Exercise brief | The reply should hold only the lines from the one with "of the small" to the one with "the white comforter.", both ends kept, exactly as they appear below, without any pictures.

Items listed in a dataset

-----

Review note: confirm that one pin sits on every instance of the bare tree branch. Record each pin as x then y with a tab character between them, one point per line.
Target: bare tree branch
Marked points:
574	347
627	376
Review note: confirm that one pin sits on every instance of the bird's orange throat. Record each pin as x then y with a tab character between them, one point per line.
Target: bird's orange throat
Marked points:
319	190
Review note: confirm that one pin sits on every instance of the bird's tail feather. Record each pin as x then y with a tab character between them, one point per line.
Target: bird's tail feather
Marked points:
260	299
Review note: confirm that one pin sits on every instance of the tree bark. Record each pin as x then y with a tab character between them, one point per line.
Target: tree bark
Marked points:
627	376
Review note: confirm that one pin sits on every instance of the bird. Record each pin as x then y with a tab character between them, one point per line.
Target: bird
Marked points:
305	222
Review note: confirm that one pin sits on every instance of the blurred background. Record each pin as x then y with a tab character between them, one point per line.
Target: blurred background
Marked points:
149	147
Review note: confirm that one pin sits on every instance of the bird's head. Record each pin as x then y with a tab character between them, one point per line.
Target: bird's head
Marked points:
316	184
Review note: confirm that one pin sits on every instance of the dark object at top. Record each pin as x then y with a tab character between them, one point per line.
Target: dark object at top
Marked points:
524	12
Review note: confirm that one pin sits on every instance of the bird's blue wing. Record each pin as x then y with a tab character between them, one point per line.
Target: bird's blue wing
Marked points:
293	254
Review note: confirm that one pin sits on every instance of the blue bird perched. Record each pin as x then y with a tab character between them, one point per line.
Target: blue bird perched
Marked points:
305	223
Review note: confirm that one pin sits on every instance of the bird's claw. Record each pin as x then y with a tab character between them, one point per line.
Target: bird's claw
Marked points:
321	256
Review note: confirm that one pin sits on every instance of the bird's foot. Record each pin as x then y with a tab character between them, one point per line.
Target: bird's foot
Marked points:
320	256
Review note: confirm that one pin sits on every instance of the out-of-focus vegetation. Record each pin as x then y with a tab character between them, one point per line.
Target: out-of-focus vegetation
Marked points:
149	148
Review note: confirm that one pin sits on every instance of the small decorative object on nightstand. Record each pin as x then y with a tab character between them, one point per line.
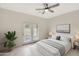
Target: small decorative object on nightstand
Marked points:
76	42
50	34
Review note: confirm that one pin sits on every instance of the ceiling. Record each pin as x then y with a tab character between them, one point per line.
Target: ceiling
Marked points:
29	8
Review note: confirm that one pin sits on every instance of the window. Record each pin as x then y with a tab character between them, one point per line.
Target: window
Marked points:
31	32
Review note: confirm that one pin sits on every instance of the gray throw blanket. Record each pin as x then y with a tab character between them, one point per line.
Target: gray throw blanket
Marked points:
58	46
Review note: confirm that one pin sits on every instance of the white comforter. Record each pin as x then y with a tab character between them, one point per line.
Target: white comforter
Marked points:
34	50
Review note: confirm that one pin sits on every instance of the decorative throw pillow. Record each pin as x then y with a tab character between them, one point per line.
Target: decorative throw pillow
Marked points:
58	37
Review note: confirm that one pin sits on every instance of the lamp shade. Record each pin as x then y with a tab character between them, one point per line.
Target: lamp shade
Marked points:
77	36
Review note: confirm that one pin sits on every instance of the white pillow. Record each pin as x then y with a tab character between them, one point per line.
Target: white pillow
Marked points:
64	36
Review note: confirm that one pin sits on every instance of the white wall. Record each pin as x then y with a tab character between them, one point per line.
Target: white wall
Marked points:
10	20
71	18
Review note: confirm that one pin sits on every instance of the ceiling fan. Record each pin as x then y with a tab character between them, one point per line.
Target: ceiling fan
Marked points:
48	8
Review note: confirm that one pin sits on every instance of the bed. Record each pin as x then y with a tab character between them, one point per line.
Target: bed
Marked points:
47	47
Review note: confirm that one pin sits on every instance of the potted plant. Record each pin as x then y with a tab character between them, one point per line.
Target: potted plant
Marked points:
9	42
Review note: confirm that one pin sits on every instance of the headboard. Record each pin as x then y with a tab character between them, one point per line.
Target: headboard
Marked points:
63	28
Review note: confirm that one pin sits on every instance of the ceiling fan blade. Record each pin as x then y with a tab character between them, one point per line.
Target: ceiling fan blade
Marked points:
43	12
45	5
41	9
51	10
54	5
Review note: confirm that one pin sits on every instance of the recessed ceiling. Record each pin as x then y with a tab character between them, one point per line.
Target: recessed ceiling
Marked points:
29	8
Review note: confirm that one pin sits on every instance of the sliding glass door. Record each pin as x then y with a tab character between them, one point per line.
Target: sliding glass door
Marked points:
31	32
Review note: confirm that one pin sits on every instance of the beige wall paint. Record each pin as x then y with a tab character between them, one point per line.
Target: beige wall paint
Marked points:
69	18
10	20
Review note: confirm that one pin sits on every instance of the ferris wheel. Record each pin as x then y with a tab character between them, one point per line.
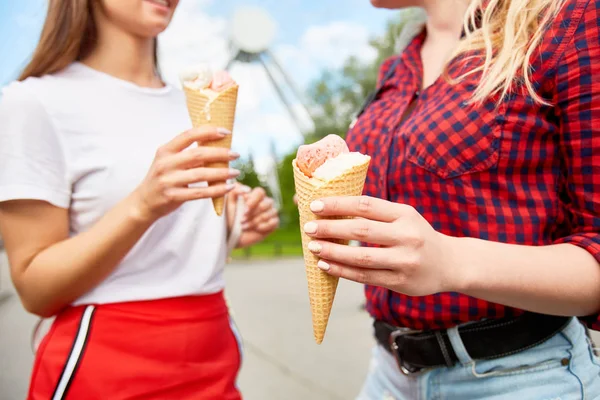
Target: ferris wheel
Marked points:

-----

Written answer |
Review note: confirm that one pin sits on every instance of the small decorative object on nightstand. Record each pin as x then y with a tab character between them, one point per line.
Target: small decorative object on nightstand
Marked points:
76	42
50	34
Review note: confirm that one pin sits on every instance of the ceiling. Record each pin as x then y with a tab character between them, one point per line.
Target: ceiling
Marked points:
29	8
Review note: confirm that one pin sits on every instance of the window. Record each pin as x then y with a tab character between them, one point per line.
Target: window
Marked points:
31	32
Review note: confirm that one pin sits on every instance of the gray throw blanket. Record each pin as x then y with a tab character between them, one point per line.
Target: gray throw blanket
Marked points:
58	46
Review note: confirm that one pin sits on every instance of the white comforter. Record each pin as x then y with a tab character between them, one point per line.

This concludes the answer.